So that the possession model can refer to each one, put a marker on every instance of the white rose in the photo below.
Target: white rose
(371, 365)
---
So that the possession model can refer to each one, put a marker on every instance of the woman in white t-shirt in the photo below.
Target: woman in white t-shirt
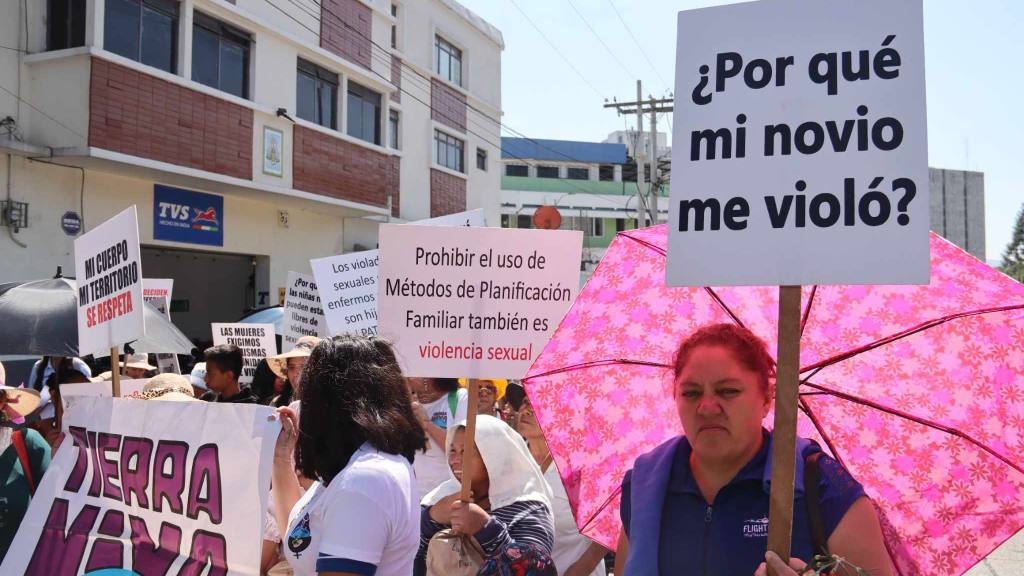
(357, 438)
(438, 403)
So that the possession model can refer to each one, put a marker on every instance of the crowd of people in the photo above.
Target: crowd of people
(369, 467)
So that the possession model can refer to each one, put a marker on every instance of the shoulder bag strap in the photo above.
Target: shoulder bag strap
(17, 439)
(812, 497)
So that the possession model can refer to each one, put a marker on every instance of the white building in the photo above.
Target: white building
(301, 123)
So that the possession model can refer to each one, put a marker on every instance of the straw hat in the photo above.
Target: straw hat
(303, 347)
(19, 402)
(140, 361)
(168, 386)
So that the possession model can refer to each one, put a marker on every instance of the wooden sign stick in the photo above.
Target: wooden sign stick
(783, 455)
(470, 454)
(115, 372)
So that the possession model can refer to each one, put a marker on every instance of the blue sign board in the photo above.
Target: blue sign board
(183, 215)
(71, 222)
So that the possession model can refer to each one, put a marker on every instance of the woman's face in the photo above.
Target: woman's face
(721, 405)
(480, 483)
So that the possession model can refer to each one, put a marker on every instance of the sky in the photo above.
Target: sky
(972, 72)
==
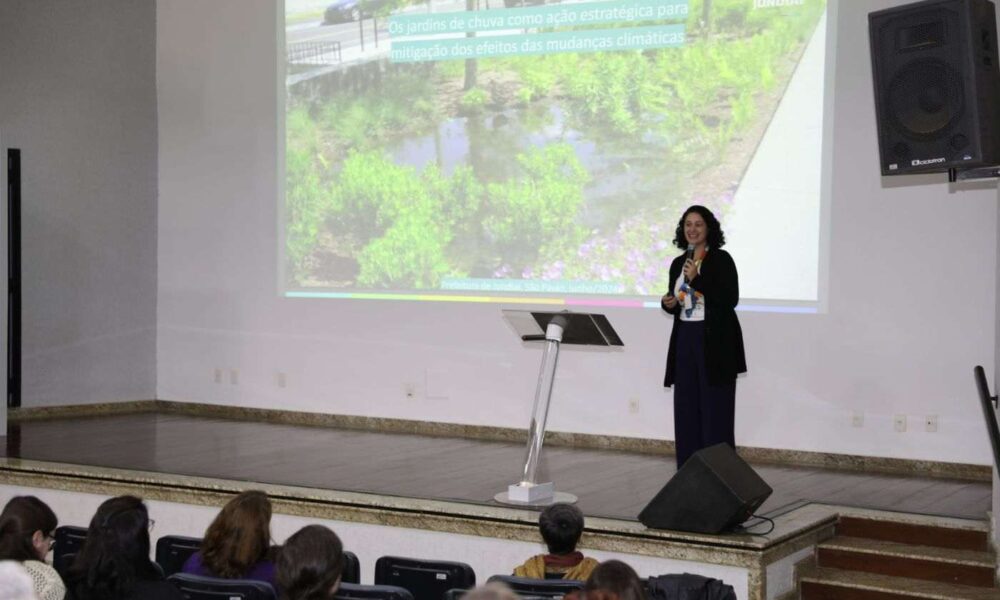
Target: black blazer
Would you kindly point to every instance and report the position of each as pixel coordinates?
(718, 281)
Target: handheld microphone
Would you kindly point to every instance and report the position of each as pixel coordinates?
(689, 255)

**What this task involves**
Please find every line in the records above that holds the word "below" and copy it.

**Task answer**
So that the possession model can refer to each one, put a marker on every instance of the white rose in the photo below.
So that the possession model can refer to each one, put a marker on every instance of the woman in white t-shirt in the photo below.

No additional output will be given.